**Task to complete:**
Reproduce verbatim the lines among the items below, from the line containing "Task: point to every instance of the sunflower." through the line containing "298], [309, 223]]", with both of those lines included.

**Data listing:**
---------------

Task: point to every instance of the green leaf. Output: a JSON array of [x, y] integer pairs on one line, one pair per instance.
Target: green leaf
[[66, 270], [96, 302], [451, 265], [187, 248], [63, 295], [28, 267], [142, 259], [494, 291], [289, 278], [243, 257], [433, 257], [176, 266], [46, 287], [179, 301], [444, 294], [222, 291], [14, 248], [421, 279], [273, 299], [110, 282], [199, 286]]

---------------

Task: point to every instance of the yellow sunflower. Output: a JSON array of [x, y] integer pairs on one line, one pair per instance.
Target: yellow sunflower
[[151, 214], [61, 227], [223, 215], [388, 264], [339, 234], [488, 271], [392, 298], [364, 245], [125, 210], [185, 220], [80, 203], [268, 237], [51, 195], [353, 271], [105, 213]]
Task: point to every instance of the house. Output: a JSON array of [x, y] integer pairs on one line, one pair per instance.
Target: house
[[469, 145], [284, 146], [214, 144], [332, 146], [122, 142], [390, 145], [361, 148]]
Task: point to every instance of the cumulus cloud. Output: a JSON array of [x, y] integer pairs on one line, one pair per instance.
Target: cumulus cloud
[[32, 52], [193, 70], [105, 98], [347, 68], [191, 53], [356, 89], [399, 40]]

---------------

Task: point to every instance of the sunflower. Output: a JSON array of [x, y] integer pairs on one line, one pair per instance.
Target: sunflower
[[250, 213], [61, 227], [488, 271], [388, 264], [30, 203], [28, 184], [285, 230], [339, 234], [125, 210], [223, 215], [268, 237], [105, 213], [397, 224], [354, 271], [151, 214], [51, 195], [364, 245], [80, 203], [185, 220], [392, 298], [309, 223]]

---------------

**Written solution:**
Task: point to every instance of the sunflower. Output: a JSON array of [x, y] integer pairs on one line, one pair per instance.
Target: sunflower
[[250, 213], [61, 227], [488, 271], [388, 264], [30, 203], [28, 184], [285, 230], [339, 234], [125, 210], [223, 215], [268, 237], [105, 213], [397, 224], [354, 271], [151, 214], [51, 195], [364, 245], [80, 203], [185, 220], [392, 298], [309, 223]]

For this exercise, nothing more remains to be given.